Rewrite the stretch of records from the line containing "One keypoint belongs on each instance. Indicate the gravel" through the end of the records, requests included and unchanged. Scale every point coordinate in the answers by 0.4, round each to a whole number with halves rounded up, and leave out all other records.

ROWS>

--------

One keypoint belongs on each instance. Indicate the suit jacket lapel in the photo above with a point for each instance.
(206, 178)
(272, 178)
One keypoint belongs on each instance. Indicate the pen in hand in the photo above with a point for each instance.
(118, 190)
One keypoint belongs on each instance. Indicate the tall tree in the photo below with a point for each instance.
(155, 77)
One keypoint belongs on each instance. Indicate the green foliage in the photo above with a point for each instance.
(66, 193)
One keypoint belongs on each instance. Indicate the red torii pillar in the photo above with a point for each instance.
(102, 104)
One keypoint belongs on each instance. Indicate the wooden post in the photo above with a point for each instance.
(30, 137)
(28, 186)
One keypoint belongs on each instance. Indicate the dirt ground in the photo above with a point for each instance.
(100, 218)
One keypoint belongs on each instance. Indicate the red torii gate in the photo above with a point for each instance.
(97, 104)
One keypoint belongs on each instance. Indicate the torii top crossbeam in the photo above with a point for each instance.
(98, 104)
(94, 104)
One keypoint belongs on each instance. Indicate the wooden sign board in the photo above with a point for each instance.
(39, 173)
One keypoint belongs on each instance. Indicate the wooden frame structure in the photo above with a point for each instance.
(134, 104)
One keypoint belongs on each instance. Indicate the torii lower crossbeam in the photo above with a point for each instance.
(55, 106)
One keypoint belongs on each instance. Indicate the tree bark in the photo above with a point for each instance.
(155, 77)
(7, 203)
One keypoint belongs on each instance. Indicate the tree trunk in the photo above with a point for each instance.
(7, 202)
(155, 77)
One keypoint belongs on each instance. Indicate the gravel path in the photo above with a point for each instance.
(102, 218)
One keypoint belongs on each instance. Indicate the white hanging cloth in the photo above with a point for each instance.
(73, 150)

--------

ANSWER TO THE PROBLEM>
One keypoint belongs on each instance. Indicate the gravel path in the photo above with a point for each instance.
(41, 87)
One keypoint belongs on each instance. Indicate the white hanging cloth in the photo above with a point for each instance.
(29, 60)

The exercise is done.